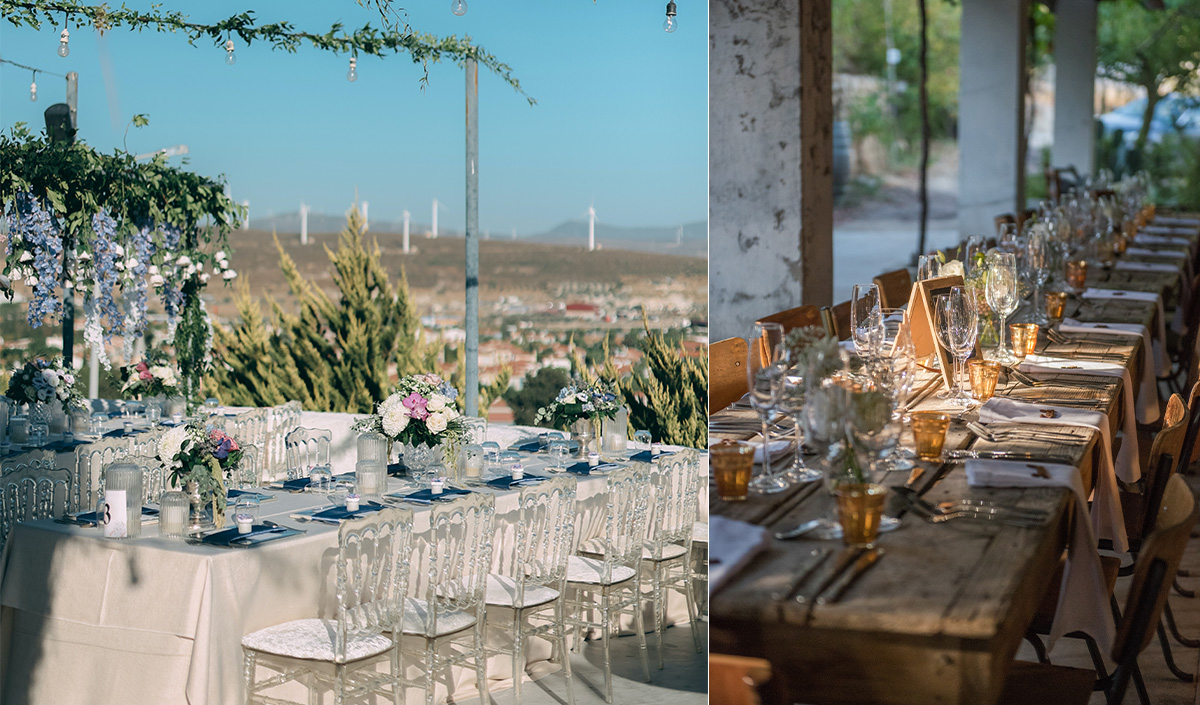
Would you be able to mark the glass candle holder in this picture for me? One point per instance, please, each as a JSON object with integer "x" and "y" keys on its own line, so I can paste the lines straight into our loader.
{"x": 173, "y": 510}
{"x": 929, "y": 433}
{"x": 1077, "y": 273}
{"x": 984, "y": 374}
{"x": 732, "y": 464}
{"x": 1025, "y": 338}
{"x": 1056, "y": 305}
§
Reproduce every entry above verbatim, omitting the pictures from your reproduction.

▶ **PROBLEM SOLUTION**
Would you be able to mark the glass candle holder in this picture for me? One point per instance, please, each as a JSON object with integer "x" and "y" keys on its own line, so I can paste the lines straight into our loader.
{"x": 173, "y": 510}
{"x": 929, "y": 433}
{"x": 1077, "y": 273}
{"x": 984, "y": 374}
{"x": 732, "y": 464}
{"x": 1025, "y": 338}
{"x": 1056, "y": 305}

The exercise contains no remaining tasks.